### What is required
Reproduce the material from its beginning up to and including the line with "point(10, 33)", substituting "place a marker" for "drop a dot" and changing nothing else. Omit the pictures from your answer.

*-*-*

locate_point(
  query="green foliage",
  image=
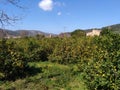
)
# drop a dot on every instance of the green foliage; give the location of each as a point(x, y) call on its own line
point(12, 63)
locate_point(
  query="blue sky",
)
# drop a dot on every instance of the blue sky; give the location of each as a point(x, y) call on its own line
point(56, 16)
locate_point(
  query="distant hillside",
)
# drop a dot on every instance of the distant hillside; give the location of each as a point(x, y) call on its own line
point(10, 33)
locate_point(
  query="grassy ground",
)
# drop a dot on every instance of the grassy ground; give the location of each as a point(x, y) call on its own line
point(47, 76)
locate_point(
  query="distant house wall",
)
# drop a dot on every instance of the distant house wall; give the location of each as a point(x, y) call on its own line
point(93, 33)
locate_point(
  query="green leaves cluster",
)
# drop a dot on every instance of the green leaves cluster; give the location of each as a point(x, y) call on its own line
point(12, 63)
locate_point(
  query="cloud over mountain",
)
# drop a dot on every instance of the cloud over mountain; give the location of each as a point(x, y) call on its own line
point(46, 5)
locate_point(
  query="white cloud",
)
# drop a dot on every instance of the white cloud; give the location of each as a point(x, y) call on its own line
point(46, 5)
point(59, 13)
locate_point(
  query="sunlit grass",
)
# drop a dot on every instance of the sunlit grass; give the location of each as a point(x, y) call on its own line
point(53, 77)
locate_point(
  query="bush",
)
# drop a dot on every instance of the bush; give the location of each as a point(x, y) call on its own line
point(12, 63)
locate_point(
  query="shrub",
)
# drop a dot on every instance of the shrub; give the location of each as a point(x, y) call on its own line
point(12, 63)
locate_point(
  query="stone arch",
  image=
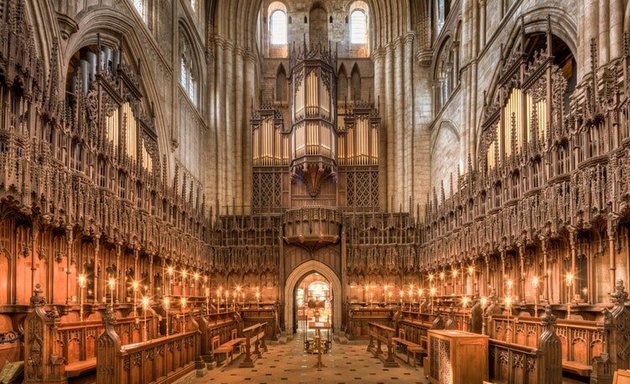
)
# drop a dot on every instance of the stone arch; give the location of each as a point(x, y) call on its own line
point(318, 25)
point(342, 84)
point(281, 84)
point(445, 149)
point(355, 79)
point(294, 279)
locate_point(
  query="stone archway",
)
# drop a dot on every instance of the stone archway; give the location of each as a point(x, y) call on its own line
point(294, 279)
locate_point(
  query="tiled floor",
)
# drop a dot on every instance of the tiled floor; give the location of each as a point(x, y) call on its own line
point(345, 364)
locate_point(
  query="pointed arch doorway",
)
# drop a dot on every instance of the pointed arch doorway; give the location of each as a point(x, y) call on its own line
point(293, 281)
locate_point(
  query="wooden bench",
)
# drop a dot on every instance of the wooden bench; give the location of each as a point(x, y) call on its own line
point(382, 334)
point(411, 348)
point(78, 368)
point(577, 368)
point(254, 336)
point(621, 377)
point(227, 348)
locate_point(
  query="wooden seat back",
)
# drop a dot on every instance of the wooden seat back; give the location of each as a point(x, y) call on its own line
point(621, 377)
point(216, 342)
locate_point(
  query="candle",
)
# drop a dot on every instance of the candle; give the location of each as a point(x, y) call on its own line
point(167, 304)
point(112, 285)
point(145, 306)
point(183, 302)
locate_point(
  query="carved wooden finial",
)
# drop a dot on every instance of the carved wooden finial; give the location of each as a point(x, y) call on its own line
point(37, 300)
point(548, 319)
point(620, 296)
point(109, 320)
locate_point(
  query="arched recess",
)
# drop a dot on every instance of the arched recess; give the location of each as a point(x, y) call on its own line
point(294, 279)
point(342, 85)
point(355, 78)
point(318, 26)
point(445, 156)
point(281, 84)
point(115, 30)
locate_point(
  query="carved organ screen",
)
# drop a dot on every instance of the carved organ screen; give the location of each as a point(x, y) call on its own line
point(269, 145)
point(359, 145)
point(528, 103)
point(517, 120)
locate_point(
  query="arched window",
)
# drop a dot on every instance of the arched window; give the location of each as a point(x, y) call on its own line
point(278, 24)
point(358, 26)
point(188, 75)
point(281, 84)
point(141, 7)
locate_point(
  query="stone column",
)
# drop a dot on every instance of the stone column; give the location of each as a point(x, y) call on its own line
point(389, 121)
point(408, 123)
point(240, 129)
point(221, 128)
point(399, 108)
point(230, 125)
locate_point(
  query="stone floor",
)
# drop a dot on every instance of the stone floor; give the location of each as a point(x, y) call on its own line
point(288, 363)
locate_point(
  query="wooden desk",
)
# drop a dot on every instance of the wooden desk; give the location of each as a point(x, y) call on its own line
point(457, 357)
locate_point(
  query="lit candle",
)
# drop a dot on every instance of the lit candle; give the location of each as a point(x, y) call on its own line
point(82, 281)
point(535, 283)
point(112, 285)
point(207, 289)
point(145, 306)
point(134, 285)
point(167, 305)
point(183, 302)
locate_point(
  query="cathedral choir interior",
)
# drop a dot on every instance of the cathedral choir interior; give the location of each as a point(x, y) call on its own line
point(315, 191)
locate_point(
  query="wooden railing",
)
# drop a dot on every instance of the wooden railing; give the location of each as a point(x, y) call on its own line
point(382, 335)
point(253, 316)
point(163, 360)
point(359, 318)
point(254, 337)
point(77, 340)
point(218, 324)
point(581, 340)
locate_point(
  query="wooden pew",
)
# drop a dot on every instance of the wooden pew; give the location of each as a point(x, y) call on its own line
point(77, 341)
point(254, 336)
point(621, 377)
point(253, 316)
point(410, 348)
point(227, 348)
point(164, 359)
point(213, 327)
point(359, 318)
point(382, 334)
point(581, 340)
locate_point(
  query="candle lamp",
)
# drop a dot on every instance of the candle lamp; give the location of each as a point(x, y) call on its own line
point(508, 306)
point(82, 284)
point(145, 306)
point(569, 280)
point(184, 275)
point(170, 270)
point(111, 283)
point(196, 280)
point(183, 302)
point(207, 292)
point(134, 286)
point(536, 284)
point(167, 305)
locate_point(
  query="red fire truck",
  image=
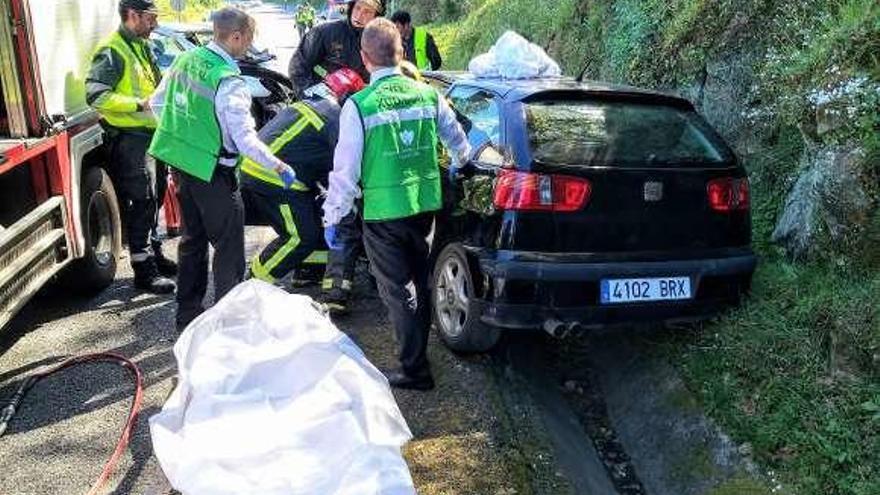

*-*-*

### Final result
locate_point(
  query="green foliage",
  image=
)
# place a marker on every instance of the green foliage; give the location of each as a point(x, y) call on its own line
point(12, 63)
locate_point(
  query="blue sky",
)
# place a marker on every instance of the blue sky; give the location of each as a point(x, y) call on its own line
point(56, 16)
locate_point(
  query="distant hillside",
)
# place a marker on every instance of the distant hillside; give the location of each as a point(x, y) call on its own line
point(10, 33)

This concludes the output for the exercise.